What is expected: Reproduce the following data line for line, without changing anything.

┄┄┄┄┄┄┄┄┄┄┄┄┄┄┄┄┄┄┄┄

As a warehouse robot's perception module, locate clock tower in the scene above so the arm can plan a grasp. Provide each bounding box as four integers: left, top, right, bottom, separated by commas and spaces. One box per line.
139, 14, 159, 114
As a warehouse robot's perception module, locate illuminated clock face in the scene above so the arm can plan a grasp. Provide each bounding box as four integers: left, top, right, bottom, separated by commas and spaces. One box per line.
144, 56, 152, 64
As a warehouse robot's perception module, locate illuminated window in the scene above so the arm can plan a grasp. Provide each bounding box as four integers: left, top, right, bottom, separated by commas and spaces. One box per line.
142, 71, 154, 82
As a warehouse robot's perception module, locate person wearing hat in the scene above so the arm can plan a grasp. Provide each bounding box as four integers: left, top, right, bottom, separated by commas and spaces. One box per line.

┄┄┄┄┄┄┄┄┄┄┄┄┄┄┄┄┄┄┄┄

Written reply:
As a warehouse robot's perception module, locate clock tower in the scene above so the arm can plan a grasp. Provide each bounding box as four integers: left, top, right, bottom, separated by commas and spaces. One box per line.
139, 14, 159, 114
As a warehouse robot's perception module, locate illuminated clock face in the scene above so the arm can plan a grasp. Provide each bounding box as four integers: left, top, right, bottom, separated by commas and spaces. One box per line.
144, 56, 152, 64
As a warehouse robot's perception module, locate illuminated window in the scene above so the arm can plan a grasp. Provide each bounding box as four integers: left, top, right, bottom, separated by commas and spaces. One box per line.
142, 71, 154, 82
As a warehouse robot's perception module, locate person wearing hat in the scene above so the arm can plan a grasp. Provide each bounding box as four integers: left, top, right, bottom, separated by commas and spaces. One box per line.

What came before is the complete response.